• **Ausgangstext**:
===
Mit seinem Quartett gastierte Miguel Zenón in München.
Nicht weniger als die „Música de las Américas“ hat sich Miguel Zenón vorgenommen – die folkloristischen Stile der Karibik, Mittel- und Südamerikas als Basis für relevanten Gegenwartsjazz zu nutzen. Die Stücke des so betitelten Albums bildeten, neben einigen brandneuen Kompositionen, den Kern des Repertoires, mit dem der 47-jährige Altsaxofonist aus Puerto Rico und sein Quartett ihr Konzert in der Münchner Unterfahrt bestritten.
Die Song- und Tanzformen Lateinamerikas mit ihrer Rhythmik, etwa kubanischen Mambo und Son, Merengue aus der Dominikanischen Republik oder Plena von seiner Heimatinsel, überformt Zenón mit komplexen Harmonien, die wiederum Ausgangspunkt sind für Akkordslaloms virtuoser Solisten. Sozusagen eine postmoderne intellektuelle Fingerübung auf Basis jahrhundertealter Wurzeln. Sie ergibt eine brodelnde Stilmixtur, die trotz Komplexität und hohen Abstraktionsgrads stets etwas mitreißend Tänzerisches behält.
===
• **Extrahierte Daten**:
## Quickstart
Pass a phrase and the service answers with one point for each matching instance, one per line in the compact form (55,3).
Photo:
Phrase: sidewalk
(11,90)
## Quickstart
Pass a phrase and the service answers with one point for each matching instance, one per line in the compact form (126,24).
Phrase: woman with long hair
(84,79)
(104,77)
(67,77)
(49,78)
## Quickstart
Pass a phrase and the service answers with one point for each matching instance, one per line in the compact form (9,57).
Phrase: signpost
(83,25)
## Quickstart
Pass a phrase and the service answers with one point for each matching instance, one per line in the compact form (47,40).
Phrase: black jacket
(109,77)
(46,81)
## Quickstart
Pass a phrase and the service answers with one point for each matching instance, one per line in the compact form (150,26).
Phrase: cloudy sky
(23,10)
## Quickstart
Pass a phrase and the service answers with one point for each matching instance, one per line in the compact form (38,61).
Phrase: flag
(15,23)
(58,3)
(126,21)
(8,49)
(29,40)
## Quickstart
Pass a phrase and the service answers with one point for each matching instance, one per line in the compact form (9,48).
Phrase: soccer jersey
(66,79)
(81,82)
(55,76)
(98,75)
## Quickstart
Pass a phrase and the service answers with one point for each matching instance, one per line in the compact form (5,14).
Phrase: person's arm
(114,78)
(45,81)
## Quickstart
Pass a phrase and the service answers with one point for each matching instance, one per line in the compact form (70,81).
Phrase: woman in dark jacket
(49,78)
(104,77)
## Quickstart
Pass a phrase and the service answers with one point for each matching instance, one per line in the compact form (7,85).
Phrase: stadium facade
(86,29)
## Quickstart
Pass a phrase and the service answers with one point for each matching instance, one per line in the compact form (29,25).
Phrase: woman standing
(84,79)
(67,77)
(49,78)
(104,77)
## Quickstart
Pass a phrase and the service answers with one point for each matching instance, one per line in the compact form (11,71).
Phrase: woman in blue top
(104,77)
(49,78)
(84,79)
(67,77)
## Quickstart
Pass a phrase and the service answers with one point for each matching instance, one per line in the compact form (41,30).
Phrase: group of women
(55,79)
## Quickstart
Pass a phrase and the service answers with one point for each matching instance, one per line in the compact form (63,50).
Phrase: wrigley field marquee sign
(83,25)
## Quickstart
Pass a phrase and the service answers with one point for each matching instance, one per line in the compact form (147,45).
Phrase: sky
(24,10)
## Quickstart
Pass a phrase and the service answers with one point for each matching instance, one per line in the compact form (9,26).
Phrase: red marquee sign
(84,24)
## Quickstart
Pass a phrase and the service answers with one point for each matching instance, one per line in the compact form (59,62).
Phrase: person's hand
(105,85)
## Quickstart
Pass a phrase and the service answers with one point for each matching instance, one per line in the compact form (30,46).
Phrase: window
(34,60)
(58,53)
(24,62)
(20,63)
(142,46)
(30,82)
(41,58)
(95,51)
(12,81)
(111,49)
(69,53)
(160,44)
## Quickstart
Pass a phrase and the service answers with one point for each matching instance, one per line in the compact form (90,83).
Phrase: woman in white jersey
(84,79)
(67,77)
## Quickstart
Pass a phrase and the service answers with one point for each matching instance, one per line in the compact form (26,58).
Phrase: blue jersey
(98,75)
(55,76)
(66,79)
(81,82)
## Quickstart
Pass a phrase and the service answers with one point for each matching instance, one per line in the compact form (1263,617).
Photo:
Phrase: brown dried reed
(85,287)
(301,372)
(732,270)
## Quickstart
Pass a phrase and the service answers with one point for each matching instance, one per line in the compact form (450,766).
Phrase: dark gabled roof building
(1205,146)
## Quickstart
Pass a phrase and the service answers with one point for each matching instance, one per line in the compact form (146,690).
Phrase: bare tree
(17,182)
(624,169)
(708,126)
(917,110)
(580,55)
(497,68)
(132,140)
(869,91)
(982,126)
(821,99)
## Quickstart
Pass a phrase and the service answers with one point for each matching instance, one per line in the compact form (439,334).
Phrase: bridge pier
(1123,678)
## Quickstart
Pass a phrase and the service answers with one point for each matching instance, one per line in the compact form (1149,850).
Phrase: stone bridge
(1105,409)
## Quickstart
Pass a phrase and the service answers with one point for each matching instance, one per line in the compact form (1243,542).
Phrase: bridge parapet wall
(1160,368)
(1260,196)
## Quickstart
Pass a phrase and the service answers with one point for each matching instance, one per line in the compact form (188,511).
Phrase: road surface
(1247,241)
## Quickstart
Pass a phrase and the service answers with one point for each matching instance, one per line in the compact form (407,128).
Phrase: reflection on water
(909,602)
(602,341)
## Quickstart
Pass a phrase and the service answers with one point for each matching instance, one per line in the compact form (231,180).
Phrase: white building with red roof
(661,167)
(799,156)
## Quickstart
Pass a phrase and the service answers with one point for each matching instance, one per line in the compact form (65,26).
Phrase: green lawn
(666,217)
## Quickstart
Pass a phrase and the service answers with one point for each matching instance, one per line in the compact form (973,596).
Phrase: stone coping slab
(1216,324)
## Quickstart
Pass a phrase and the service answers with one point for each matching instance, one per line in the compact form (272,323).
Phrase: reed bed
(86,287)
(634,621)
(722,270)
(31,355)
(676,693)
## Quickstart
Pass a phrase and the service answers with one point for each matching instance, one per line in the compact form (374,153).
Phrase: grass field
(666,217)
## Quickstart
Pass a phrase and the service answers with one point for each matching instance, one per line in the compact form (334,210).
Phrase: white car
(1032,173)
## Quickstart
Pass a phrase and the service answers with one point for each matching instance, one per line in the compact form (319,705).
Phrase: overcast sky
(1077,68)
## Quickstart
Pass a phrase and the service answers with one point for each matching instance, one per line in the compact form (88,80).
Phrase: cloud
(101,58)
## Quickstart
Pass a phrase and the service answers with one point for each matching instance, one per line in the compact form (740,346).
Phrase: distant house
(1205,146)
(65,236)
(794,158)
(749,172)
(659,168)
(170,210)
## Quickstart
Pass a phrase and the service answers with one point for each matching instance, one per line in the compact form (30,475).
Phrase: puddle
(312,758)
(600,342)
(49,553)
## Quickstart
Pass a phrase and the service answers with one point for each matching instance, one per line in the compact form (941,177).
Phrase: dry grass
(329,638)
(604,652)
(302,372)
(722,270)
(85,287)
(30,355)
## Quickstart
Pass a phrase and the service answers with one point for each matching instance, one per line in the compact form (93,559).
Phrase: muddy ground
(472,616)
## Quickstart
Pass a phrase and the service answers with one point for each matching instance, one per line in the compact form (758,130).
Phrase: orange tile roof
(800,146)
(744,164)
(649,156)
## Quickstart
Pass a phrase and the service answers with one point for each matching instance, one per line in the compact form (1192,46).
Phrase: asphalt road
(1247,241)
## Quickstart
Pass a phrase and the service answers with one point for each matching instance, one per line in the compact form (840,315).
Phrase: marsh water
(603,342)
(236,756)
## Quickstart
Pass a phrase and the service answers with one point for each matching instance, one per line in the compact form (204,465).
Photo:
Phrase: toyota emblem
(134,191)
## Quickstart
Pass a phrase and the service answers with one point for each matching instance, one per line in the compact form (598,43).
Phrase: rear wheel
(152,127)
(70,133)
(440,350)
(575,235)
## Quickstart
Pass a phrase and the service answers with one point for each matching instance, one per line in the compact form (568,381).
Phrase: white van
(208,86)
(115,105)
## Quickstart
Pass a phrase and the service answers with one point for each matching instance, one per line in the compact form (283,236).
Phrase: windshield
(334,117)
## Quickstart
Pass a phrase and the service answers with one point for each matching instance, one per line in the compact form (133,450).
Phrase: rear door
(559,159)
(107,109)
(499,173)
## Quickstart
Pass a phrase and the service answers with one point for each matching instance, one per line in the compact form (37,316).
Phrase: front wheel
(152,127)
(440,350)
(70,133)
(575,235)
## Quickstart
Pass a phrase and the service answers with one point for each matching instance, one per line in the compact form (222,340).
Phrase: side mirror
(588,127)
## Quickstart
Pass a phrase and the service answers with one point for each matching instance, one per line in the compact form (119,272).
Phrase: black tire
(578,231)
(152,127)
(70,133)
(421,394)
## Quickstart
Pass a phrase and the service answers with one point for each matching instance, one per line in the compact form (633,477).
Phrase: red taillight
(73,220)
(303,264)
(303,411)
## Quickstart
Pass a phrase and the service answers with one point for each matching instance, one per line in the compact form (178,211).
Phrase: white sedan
===
• **Aufgabe 1**: Gib aus dem Konzertbericht über Miguel Zenón den Wortlaut zwischen „Mit seinem Quartett“ und „Münchner Unterfahrt bestritten.“ wieder, beide Stellen eingeschlossen.
• **Aufgabe 2**: Führe den Konzertbericht über Miguel Zenón im Anschluss an seinen letzten Satz fort.

• **Schriftliche Antwort 1**:
Mit seinem Quartett gastierte Miguel Zenón in München.
Nicht weniger als die „Música de las Américas“ hat sich Miguel Zenón vorgenommen – die folkloristischen Stile der Karibik, Mittel- und Südamerikas als Basis für relevanten Gegenwartsjazz zu nutzen. Die Stücke des so betitelten Albums bildeten, neben einigen brandneuen Kompositionen, den Kern des Repertoires, mit dem der 47-jährige Altsaxofonist aus Puerto Rico und sein Quartett ihr Konzert in der Münchner Unterfahrt bestritten.

• **Schriftliche Antwort 2**:
Nach fast 20 Jahren in dieser Besetzung verstehen sich Zenón und sein Quartett mit dem venezolanischen Pianisten Luis Perdomo, Bassist Hans Glawischnig (Vater Österreicher, Mutter Amerikanerin) und dem puerto-ricanischen Schlagzeuger Henry Cole bis in Nuancen, können gleichzeitig in unterschiedlichen Taktarten spielen und sich doch immer wieder zielsicher an einem Punkt treffen. Zenón ist mit seinem schlanken Ton, der Wärme und Schärfe ausbalanciert, nicht nur als Saxofonist eine Klasse für sich, sondern auch einer der ganz wenigen Jazzer, die bisher das in den USA „Genius Grant“ genannte, mit 625 000 Dollar dotierte Stipendium der MacArthur Stiftung erhielten. An diesem faszinierenden Abend konnte man eine Ahnung bekommen, warum.